Reproduce the material below word for word, leaving out the pictures.
'''
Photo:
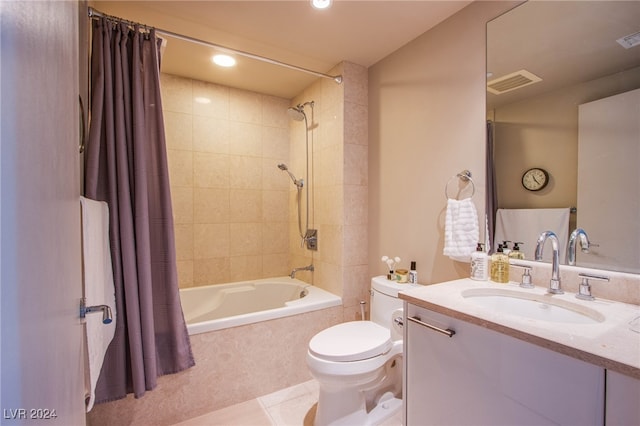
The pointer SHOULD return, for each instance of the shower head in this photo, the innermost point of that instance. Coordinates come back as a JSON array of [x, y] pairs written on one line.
[[297, 112], [297, 182]]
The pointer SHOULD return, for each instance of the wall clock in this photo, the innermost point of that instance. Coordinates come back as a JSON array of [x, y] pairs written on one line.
[[535, 179]]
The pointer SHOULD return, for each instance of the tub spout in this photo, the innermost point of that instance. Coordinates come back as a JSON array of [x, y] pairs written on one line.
[[304, 268]]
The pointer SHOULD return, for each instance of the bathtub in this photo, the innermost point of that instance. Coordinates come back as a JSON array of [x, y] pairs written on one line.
[[219, 306]]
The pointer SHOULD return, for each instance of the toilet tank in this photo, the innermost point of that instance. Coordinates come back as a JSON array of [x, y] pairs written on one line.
[[384, 299]]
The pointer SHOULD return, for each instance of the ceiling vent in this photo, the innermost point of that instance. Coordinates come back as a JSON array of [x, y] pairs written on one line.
[[630, 41], [512, 81]]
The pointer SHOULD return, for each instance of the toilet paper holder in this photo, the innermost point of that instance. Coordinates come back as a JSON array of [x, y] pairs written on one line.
[[107, 316]]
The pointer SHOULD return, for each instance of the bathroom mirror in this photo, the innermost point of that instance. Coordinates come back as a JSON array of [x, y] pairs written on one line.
[[572, 48]]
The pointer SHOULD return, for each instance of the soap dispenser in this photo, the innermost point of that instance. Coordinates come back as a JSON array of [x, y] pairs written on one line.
[[516, 253], [499, 266], [479, 264], [505, 247]]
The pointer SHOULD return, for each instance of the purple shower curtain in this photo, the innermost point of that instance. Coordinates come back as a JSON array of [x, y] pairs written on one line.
[[126, 166], [492, 192]]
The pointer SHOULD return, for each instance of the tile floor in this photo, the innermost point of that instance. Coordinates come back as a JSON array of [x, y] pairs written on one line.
[[294, 406]]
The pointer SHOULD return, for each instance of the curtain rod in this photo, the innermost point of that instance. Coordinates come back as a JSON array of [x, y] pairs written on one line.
[[336, 78]]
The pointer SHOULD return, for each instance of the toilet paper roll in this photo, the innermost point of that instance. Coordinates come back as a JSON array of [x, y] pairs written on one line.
[[397, 321]]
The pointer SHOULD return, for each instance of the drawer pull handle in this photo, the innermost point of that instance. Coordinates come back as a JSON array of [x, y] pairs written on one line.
[[417, 320]]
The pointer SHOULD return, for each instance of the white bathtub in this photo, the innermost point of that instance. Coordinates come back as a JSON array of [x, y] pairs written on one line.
[[219, 306]]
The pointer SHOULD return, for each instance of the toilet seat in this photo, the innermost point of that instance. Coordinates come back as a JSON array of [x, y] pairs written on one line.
[[351, 341]]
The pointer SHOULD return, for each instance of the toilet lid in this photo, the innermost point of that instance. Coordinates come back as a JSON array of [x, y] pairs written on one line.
[[351, 341]]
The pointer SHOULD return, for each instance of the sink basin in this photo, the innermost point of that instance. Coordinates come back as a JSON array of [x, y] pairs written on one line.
[[533, 306]]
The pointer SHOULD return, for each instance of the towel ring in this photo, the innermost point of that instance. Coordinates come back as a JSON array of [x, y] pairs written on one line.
[[464, 176]]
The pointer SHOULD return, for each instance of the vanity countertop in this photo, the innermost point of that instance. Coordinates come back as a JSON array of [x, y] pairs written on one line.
[[612, 344]]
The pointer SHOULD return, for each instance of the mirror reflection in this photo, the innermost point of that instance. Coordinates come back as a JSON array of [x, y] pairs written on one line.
[[563, 96]]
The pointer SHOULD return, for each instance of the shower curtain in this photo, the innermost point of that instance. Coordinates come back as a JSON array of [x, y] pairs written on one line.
[[492, 193], [126, 166]]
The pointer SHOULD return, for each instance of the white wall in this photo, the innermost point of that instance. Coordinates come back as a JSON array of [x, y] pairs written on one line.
[[427, 123]]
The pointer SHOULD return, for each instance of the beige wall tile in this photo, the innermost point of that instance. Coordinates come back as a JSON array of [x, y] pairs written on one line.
[[356, 201], [275, 238], [273, 177], [211, 271], [246, 239], [218, 95], [184, 241], [244, 268], [211, 240], [245, 172], [185, 273], [180, 168], [182, 204], [178, 130], [357, 132], [245, 205], [275, 143], [211, 170], [211, 205], [210, 135], [245, 139], [274, 112], [177, 93], [356, 165], [245, 107], [275, 265], [275, 206]]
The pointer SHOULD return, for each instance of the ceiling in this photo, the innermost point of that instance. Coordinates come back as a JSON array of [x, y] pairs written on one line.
[[563, 42], [357, 31]]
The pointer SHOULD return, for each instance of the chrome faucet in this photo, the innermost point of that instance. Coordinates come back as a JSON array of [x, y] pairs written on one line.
[[577, 233], [554, 283], [304, 268]]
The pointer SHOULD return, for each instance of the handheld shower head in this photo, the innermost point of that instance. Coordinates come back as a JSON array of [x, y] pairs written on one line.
'''
COMPLETE RESPONSE
Photo:
The pointer SHOULD return, for each instance of the shower head in this photo, the innermost point of that instance. Coordinates come back as a JSON array of [x, y] pairs written on one line.
[[297, 112], [297, 182]]
The pointer SHOULD return, for each instance of the wall clock in this photo, the innermost point of that instance. Coordinates come back as a JSON array of [x, y] pairs written on one line.
[[535, 179]]
The pointer SHOULD return, for each instance of the tub spout in this photo, the innermost point of that instance. Coordinates come back as a JSON array of [x, y] pairs written on one line.
[[304, 268]]
The pointer SHOULD return, for each instance of the bathtub in this photo, the innermost point of that instance. Coordinates come back as a JSON array of [x, y] pairs written on one line.
[[219, 306]]
The pointer SHOULD return, for each instance of the toilet tank in this photo, the innermost point of that instance. Coordinates come back as a JSON array of [x, y] pairs written on one line.
[[384, 299]]
The pointer SHOULD return, for each instance of the ceiling vent in this photo, the innermost point of that instance. Coordinates come back as a JSON array of [x, y] pairs written on one line.
[[630, 41], [512, 81]]
The pointer SHOULD return, for each instance of the toilet paper holder in this photo, the innermost point of that instance. Coordinates come back as a JSON array of [x, y] pairs written on one line.
[[107, 316]]
The pointer SHOULD return, for each instance of the bathroom mirror in this photo, the innermost point of that instance. Coordinates come back as a JSON array of [x, y] pairs written on one line.
[[572, 48]]
The pointer SHOULD return, for each instance of the soap dispenser in this photo, the innermost point of that instance. Coordinates come back as a JSON array of [x, y] pairs written on one line.
[[516, 253], [499, 266], [479, 264], [505, 247]]
The pointer SHOULD return, for each instance of the purple shower curtain in this photo, the innermost point of that instance. Coordinates come back as a JSON array of [x, y] pairs written on one line.
[[126, 166], [492, 192]]
The pointer SHOULD return, for each instance of the tile floor in this photo, the innermost point of that instance. Coordinates come back as a JSON array of [x, y] pairs written on one line.
[[294, 406]]
The pointer SHOULD return, for each instance of the curtain rod in this photo, the innermost point of that instance. Coordinates come back as a JSON array of [x, y] pairs written on one line.
[[336, 78]]
The pointer SHOULD return, for each instance of the toilet paper roll in this photo, the innermost point of that instance. Coordinates come back as a JSON array of [x, y] pairs written on one line.
[[397, 321]]
The pointer SHOULD return, for each instance of the drawer pull handle in this photo, the innermost point of that instance. Coordinates come back as a JSON array of [x, y] pairs written on one line.
[[417, 320]]
The pointer SHOULD return, for each instance of the white bathtub in this photo, the innermost point of that instance. Coordinates come back as a JSON array of [x, y] pairs written on one line.
[[219, 306]]
The pointer SHOULD return, for each instance of the toilet seat in this photo, the innermost point of that instance. Coordinates come back as a JSON array of [x, y] pairs written on one line.
[[351, 341]]
The pointer SHOULD return, for each instance of the toilet lid in this photo, the innermost point of that instance. Coordinates come back as a JSON array of [x, y] pairs written on one line.
[[351, 341]]
The pointer SHOULD return, for each instance of the sink basin in this photo, the innermost point of that instance. Coordinates come back as a JSON array of [x, y] pairs written on one line.
[[533, 306]]
The pointer SHOULD return, for each instance of the towel ring in this photo, the innermost point of that instance. Coordinates come back as a JSON array of [x, y] pairs written on one line.
[[464, 176]]
The pointer SHOULD return, for each instance of the vanity countertop in this photo, the innermost point of that instance. Coordinates come back as a JSON array of [x, y] pairs written on one line.
[[612, 344]]
The pointer SHOULD return, for each instance of the mirror reflection in this photo, the innermost point of that instance. Coordinates come back as a JSON array of [x, y] pairs written on one line.
[[563, 96]]
The pointer SHOULD return, for each instance of the shower curtain in this photo, the innermost point of that instance. Coordinates come back as a JSON array of [x, y] pairs written on one line.
[[492, 193], [126, 166]]
The pointer SHOULD return, for each instance of the white wall in this photo, the innermost point of that instance. Coordinates come back as a JSON array of [x, y] pairs written on one line.
[[427, 123]]
The pointer SHOULD return, for each instance of the beige wall tile in this photo, the innermost point of that instance. Coordinates come back as a JSON array of [x, y] pairs written on one line.
[[356, 201], [275, 238], [273, 177], [211, 271], [246, 239], [218, 95], [184, 241], [244, 268], [211, 240], [245, 172], [185, 273], [180, 168], [182, 204], [178, 130], [357, 132], [245, 205], [275, 143], [211, 170], [211, 205], [210, 135], [245, 139], [274, 112], [177, 93], [356, 165], [245, 107], [275, 265], [275, 206]]
The pointer SHOULD return, for each instance of the ceiling in this photo, the innermost point of that instance. Coordinates come back as a JSON array of [x, y] pairs written on one line.
[[563, 42], [357, 31]]
The pointer SHOULD return, for each instance of the chrome faucet in this photo, the innermost point of that instance. Coordinates come back as a JSON array of [x, y] pairs written on one line.
[[577, 233], [554, 283], [304, 268]]
The pointer SHOULD return, for each instance of the handheld shower head in this photo, the innermost point of that instance. Coordinates come back as a JSON array of [x, y] pairs written on one line.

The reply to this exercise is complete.